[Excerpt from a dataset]
******************************

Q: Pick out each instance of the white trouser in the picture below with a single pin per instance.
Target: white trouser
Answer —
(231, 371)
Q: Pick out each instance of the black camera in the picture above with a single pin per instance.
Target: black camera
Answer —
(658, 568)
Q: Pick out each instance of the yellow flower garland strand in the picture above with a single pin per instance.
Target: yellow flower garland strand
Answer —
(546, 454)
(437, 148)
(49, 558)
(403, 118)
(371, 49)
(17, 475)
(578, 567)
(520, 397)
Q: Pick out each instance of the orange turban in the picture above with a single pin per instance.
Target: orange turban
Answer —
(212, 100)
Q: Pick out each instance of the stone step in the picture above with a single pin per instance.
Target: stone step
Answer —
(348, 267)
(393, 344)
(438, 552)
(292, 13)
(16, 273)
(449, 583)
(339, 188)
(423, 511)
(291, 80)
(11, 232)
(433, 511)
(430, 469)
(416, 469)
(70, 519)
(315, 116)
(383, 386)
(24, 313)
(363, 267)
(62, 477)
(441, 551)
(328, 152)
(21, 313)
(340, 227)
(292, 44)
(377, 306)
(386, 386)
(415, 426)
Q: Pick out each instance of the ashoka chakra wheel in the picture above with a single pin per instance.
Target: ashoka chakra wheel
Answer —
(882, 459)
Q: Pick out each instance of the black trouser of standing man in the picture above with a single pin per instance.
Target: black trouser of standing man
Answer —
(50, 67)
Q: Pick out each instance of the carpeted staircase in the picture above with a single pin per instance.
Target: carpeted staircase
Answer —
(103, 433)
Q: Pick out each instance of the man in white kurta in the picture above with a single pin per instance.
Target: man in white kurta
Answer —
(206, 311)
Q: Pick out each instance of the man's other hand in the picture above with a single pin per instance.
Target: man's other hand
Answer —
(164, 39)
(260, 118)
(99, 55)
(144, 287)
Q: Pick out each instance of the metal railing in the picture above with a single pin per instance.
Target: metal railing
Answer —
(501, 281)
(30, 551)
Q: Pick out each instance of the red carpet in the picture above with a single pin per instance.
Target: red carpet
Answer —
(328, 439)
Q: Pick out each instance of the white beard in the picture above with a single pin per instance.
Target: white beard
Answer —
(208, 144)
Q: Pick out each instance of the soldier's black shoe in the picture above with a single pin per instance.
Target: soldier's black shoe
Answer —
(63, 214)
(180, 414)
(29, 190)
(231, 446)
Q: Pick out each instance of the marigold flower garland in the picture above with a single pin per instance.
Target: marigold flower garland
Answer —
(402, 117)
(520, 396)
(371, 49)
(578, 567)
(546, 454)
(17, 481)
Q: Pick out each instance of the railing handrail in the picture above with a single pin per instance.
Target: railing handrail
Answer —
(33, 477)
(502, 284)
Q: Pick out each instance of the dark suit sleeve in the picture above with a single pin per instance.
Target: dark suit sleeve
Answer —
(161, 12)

******************************

Please render every row of the excerpt above as a JSON list of strings, one string per line, leaving out blank lines.

▶ **Complete response**
[
  "Q: Pick out each instance of the white trouser in the picture below with a single pin per instance.",
  "Target: white trouser",
  "Answer —",
  "(231, 371)",
  "Q: Pick out each instance of the black camera in the picture above with a single pin per instance.",
  "Target: black camera",
  "Answer —",
  "(658, 568)",
  "Q: Pick out each instance of the yellow flower garland strand in the picture above with a single pin per instance.",
  "Target: yellow flower garland strand",
  "Answer —",
  "(546, 454)",
  "(437, 148)",
  "(49, 558)",
  "(403, 118)",
  "(371, 49)",
  "(17, 475)",
  "(578, 567)",
  "(520, 397)",
  "Q: Pick out each instance of the orange turban in the picture above with a single pin per instance.",
  "Target: orange turban",
  "Answer —",
  "(212, 100)",
  "Q: Pick out each instance of the stone step in the picture above with a single pin per instance.",
  "Target: stone step",
  "Answer —",
  "(348, 267)",
  "(393, 344)",
  "(438, 552)",
  "(292, 13)",
  "(16, 273)",
  "(449, 583)",
  "(339, 188)",
  "(423, 511)",
  "(291, 80)",
  "(11, 232)",
  "(433, 511)",
  "(430, 469)",
  "(416, 469)",
  "(70, 519)",
  "(315, 116)",
  "(383, 386)",
  "(24, 313)",
  "(363, 267)",
  "(62, 477)",
  "(441, 551)",
  "(328, 152)",
  "(21, 313)",
  "(340, 227)",
  "(292, 44)",
  "(377, 306)",
  "(386, 386)",
  "(415, 426)",
  "Q: Pick out each instance of the ashoka chakra wheel in the picture above with a single pin per instance.",
  "Target: ashoka chakra wheel",
  "Answer —",
  "(882, 459)",
  "Q: Pick out each instance of the black trouser of standing man in the picture above with a single pin per instance.",
  "Target: black trouser of standing man",
  "Answer —",
  "(50, 67)",
  "Q: Pick out each instance of the carpeted staircase in the picture above with a single pin per instance.",
  "Target: carpeted staircase",
  "Answer —",
  "(103, 433)",
  "Q: Pick out each instance of the man in white kurta in the picture above with a single pin per instance.",
  "Target: man in white kurta",
  "Answer —",
  "(206, 311)",
  "Q: Pick out each instance of the man's other hand in the picture above with a single pin per instance.",
  "Target: man's other hand",
  "Answer —",
  "(164, 39)",
  "(260, 118)",
  "(99, 55)",
  "(144, 287)",
  "Q: Pick out each instance of the metal railing in the picture above with a single pin per instance.",
  "Target: metal railing",
  "Answer —",
  "(501, 281)",
  "(30, 551)",
  "Q: Pick out each instance of the red carpet in the picture above with a single pin per instance.",
  "Target: red carpet",
  "Answer —",
  "(328, 439)",
  "Q: Pick out each instance of the white beard in the picture above with a single pin per instance.",
  "Target: white beard",
  "Answer —",
  "(208, 144)",
  "Q: Pick out each instance of the soldier's black shoe in the picture above with a single pin per instance.",
  "Target: soldier's black shoe",
  "Answer —",
  "(63, 214)",
  "(180, 414)",
  "(29, 190)",
  "(231, 446)",
  "Q: Pick out each instance of the marigold flower garland in the picture above with a single pin per instance.",
  "Target: marigold flower garland",
  "Answer —",
  "(402, 117)",
  "(520, 396)",
  "(371, 49)",
  "(578, 567)",
  "(546, 454)",
  "(17, 481)",
  "Q: Pick out each instance of the railing handrail in the picture above with a single pin per instance.",
  "Target: railing handrail",
  "Answer —",
  "(33, 477)",
  "(502, 284)",
  "Q: Pick out each instance of the dark suit sleeve in the picture above with a single pin per instance.",
  "Target: dark suit sleeve",
  "Answer —",
  "(161, 12)"
]